Rewrite the entries below between the line containing "Put one marker on each instance of the gable" and the end of the entries, inclusive, keeping the requests unchanged and multiplying each x, y coordinate in the answers by 0.35, rounded to whole numbers with halves going up. Omit the pictures.

• AVAILABLE DATA:
---

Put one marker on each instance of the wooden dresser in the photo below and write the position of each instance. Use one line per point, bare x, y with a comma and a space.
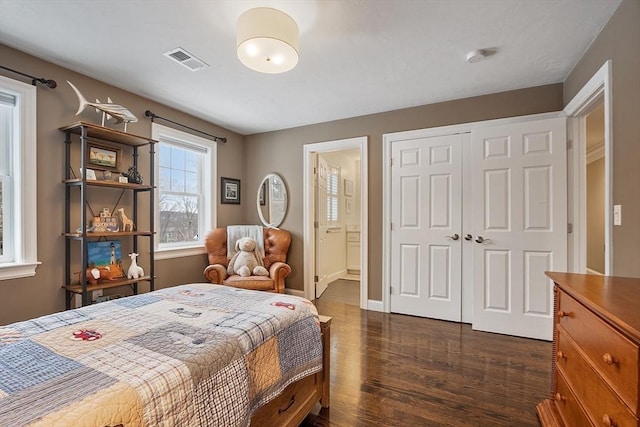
596, 361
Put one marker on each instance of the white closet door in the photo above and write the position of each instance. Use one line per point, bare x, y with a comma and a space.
519, 225
426, 221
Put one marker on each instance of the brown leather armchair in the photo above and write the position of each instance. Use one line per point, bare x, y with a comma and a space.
276, 246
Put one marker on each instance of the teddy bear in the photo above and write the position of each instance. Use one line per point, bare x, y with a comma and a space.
245, 262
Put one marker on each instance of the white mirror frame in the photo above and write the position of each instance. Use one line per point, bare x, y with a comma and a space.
273, 198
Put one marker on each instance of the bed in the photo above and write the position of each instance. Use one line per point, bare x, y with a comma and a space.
190, 355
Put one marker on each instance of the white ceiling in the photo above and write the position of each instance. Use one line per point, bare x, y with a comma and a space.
357, 57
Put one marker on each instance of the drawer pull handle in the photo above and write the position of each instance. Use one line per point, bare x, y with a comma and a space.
609, 359
608, 421
291, 402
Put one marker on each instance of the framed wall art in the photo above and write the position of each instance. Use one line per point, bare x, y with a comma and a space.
348, 187
229, 191
103, 157
105, 255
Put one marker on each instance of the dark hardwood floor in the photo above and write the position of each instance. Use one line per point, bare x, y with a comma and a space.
396, 370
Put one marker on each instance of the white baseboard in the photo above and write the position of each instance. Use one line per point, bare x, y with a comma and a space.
374, 305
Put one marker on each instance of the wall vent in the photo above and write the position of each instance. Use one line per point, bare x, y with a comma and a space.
185, 59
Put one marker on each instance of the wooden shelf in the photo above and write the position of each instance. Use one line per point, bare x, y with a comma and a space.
128, 145
77, 288
107, 134
109, 234
110, 184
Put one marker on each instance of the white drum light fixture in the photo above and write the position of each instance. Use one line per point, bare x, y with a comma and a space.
267, 40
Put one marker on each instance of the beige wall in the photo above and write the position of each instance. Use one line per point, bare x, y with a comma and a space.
25, 298
620, 41
281, 152
252, 157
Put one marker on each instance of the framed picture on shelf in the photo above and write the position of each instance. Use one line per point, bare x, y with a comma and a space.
263, 191
105, 255
103, 157
230, 191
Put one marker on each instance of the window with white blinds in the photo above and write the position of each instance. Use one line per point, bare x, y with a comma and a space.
333, 195
18, 210
186, 191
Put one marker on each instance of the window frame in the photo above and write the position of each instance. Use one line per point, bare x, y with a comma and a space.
209, 191
24, 184
333, 198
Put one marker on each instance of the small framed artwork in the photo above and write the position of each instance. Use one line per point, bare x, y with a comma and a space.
106, 256
263, 191
230, 191
103, 157
348, 187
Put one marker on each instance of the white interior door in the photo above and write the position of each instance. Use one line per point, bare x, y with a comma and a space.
519, 221
426, 176
321, 276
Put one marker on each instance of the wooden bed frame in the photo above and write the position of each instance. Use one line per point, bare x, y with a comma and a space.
296, 401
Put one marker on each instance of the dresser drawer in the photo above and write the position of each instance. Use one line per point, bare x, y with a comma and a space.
588, 386
292, 406
609, 352
567, 405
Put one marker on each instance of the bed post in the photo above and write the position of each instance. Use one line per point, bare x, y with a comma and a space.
325, 329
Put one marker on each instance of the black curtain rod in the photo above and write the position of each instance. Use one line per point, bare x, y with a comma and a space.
155, 116
51, 84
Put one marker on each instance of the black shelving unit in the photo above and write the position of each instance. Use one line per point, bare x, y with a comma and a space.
129, 144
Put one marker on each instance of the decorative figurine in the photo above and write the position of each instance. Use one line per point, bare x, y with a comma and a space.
135, 271
118, 112
125, 222
133, 176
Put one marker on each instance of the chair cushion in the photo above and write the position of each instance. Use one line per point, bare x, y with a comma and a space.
260, 283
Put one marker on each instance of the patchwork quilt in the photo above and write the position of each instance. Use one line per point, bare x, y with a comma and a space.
190, 355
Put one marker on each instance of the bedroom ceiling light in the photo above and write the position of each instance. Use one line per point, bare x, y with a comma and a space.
476, 56
267, 40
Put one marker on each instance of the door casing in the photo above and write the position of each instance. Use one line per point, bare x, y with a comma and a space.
308, 213
596, 90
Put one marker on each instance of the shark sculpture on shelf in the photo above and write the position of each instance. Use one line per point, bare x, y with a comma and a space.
118, 112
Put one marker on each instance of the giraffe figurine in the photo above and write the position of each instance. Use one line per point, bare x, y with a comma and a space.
125, 221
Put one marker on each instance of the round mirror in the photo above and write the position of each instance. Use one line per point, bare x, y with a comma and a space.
272, 200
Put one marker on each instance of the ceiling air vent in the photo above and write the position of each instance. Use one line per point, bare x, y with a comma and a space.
185, 59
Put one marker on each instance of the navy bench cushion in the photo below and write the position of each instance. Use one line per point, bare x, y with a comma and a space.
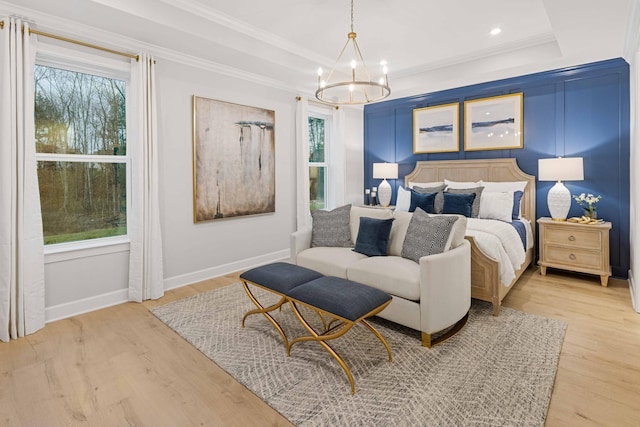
280, 276
342, 297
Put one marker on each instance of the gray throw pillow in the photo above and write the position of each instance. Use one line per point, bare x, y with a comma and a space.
475, 208
426, 235
438, 189
331, 228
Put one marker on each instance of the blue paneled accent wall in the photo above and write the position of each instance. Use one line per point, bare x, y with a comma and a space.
578, 111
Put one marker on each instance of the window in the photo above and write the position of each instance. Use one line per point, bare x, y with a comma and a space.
81, 148
318, 165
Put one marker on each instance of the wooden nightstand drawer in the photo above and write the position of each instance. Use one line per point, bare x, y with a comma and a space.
573, 257
587, 239
575, 247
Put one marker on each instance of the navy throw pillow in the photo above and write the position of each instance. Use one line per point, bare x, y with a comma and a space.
517, 196
373, 236
424, 201
460, 204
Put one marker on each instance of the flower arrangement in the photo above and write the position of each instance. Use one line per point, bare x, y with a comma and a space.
588, 202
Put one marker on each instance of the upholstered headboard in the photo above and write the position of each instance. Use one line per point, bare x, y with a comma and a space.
475, 170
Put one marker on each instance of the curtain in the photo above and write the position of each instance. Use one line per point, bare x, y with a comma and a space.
145, 258
303, 217
21, 238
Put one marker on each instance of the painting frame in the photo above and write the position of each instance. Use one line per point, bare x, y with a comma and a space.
436, 129
505, 130
233, 160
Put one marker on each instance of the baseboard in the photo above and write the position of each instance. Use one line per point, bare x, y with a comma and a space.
74, 308
635, 296
221, 270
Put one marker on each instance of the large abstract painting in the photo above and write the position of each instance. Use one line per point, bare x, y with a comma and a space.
233, 160
493, 123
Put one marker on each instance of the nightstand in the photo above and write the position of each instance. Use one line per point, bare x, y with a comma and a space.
575, 247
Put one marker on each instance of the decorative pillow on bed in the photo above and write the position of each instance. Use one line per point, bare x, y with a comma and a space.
373, 236
461, 204
426, 235
516, 186
496, 205
438, 189
331, 228
403, 200
475, 209
424, 201
517, 197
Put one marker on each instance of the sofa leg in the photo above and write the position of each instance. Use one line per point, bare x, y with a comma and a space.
428, 342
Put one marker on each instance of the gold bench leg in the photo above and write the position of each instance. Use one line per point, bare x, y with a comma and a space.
265, 311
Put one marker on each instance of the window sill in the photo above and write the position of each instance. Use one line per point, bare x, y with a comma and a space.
74, 250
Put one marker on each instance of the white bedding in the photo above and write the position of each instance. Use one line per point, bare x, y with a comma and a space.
500, 241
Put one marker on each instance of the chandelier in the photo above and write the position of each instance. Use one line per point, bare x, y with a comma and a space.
360, 88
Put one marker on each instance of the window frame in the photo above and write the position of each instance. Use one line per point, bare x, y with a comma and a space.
321, 113
82, 61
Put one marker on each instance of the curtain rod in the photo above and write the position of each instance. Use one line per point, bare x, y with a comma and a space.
68, 40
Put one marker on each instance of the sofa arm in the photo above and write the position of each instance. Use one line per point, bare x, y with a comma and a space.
300, 240
445, 288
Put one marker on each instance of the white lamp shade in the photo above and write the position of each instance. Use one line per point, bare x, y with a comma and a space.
561, 169
385, 171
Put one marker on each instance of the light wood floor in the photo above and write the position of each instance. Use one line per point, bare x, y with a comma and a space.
121, 366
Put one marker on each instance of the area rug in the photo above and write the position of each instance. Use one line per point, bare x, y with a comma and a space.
498, 371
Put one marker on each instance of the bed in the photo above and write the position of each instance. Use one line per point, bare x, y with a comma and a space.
485, 270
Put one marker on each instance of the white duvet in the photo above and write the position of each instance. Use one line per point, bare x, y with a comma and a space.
500, 241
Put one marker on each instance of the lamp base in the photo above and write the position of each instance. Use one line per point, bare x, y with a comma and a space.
384, 193
559, 202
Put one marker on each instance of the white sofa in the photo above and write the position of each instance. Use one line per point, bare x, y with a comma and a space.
431, 296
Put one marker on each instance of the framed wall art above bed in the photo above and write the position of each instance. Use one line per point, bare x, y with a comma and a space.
436, 129
493, 123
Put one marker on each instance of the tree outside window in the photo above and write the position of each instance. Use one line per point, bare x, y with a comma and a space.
317, 163
80, 126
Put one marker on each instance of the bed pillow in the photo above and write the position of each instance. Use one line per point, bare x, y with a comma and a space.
496, 205
426, 235
331, 228
461, 204
517, 198
462, 184
373, 236
424, 201
403, 200
438, 189
475, 209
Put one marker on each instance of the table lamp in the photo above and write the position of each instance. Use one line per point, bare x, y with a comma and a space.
384, 171
560, 169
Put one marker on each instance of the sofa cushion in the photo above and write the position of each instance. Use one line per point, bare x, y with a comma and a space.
426, 235
358, 212
331, 228
398, 232
373, 236
329, 261
394, 275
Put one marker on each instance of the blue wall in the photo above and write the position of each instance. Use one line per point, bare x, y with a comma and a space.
578, 111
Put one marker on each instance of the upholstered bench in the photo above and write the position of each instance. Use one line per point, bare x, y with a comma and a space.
345, 302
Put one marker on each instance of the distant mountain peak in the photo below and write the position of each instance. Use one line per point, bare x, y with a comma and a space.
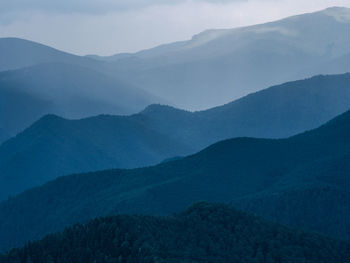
155, 108
341, 14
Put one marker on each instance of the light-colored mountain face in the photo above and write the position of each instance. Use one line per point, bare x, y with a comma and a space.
217, 66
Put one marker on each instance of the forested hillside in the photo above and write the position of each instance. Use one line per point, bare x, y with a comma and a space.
242, 168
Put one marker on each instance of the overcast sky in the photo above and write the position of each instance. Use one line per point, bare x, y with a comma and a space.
107, 27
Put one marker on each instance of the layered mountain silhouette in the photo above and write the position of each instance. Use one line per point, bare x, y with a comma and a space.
54, 146
68, 90
217, 66
18, 53
228, 171
203, 233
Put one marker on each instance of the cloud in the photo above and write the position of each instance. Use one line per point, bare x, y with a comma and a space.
88, 6
116, 26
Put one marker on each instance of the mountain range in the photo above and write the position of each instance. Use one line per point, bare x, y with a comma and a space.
203, 233
220, 65
55, 146
213, 68
313, 164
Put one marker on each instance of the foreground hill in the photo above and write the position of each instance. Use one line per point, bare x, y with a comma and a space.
68, 90
203, 233
217, 66
161, 132
236, 169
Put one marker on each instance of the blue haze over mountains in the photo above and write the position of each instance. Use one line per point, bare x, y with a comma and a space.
155, 131
233, 170
215, 67
54, 146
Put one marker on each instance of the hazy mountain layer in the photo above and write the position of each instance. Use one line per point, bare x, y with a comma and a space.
161, 132
68, 90
235, 169
217, 66
203, 233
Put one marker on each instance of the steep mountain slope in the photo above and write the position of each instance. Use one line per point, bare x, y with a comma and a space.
68, 90
55, 146
161, 132
203, 233
234, 169
18, 53
217, 66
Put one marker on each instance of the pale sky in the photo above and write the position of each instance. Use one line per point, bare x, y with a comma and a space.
106, 27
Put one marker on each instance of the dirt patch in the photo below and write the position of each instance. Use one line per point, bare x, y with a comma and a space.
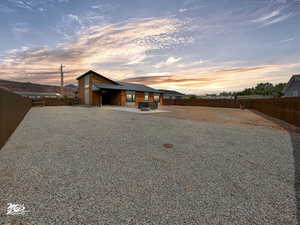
224, 116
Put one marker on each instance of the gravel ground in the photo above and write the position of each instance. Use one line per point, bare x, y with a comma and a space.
76, 165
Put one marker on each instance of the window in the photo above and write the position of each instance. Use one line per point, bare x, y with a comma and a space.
156, 97
87, 81
146, 96
295, 93
130, 96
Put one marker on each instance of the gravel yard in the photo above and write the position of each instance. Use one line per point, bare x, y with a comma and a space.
78, 165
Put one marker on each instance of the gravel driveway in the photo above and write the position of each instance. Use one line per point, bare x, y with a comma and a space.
77, 165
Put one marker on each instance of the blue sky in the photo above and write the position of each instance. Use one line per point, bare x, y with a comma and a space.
193, 46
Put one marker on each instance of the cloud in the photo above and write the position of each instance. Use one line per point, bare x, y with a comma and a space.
121, 44
170, 61
287, 40
267, 17
276, 12
203, 80
32, 5
182, 10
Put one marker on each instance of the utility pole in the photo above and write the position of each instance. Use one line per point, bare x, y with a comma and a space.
61, 80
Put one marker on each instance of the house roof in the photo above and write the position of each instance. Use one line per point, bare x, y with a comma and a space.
97, 74
172, 93
29, 93
125, 86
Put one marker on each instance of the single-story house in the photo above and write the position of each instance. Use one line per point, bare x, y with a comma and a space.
96, 89
168, 94
293, 87
38, 95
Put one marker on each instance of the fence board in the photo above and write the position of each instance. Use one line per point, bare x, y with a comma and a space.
13, 108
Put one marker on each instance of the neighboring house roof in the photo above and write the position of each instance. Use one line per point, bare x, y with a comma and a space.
97, 74
293, 84
124, 86
28, 93
171, 93
14, 86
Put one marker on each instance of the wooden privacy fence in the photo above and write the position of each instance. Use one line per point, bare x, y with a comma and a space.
224, 103
13, 108
53, 102
287, 109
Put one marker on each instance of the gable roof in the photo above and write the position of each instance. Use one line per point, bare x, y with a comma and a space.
97, 74
173, 93
125, 86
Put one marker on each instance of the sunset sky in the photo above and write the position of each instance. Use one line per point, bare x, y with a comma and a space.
192, 46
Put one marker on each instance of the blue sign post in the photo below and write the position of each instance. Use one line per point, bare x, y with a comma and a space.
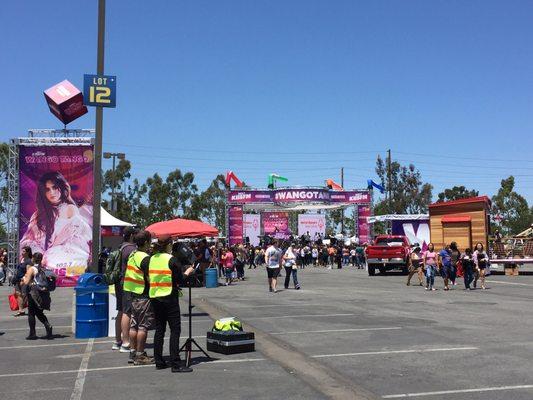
100, 90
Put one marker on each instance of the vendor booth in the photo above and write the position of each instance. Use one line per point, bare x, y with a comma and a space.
465, 221
182, 228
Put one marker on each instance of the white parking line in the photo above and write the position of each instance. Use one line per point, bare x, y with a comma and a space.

---

• REPLY TO THE TASK:
Put one marker on each instance of the gable roof in the photo above and write the position of each instance. Use one line per point, bare x, y with a comma and a space.
34, 26
61, 33
44, 30
Put one marker on each instance of the sunset sky in the photo above and write the position of each instance. Use one line per point, bare x, y with a comma and a space.
67, 16
Put one marker on each instance of the blue sign post in the photo below and write the position of each instance. Use one line per point, bare x, y with a comma and a space.
35, 32
Put one marker on each instance of the vendor booth in the photo above and write the position of each instance. Use one line per point, bare x, y with a comma and a space.
163, 77
64, 80
Put one marker on each instance of the white parking line in the photo above and write the position of each instance. Use one line per point, bare x, y with a comma and a space.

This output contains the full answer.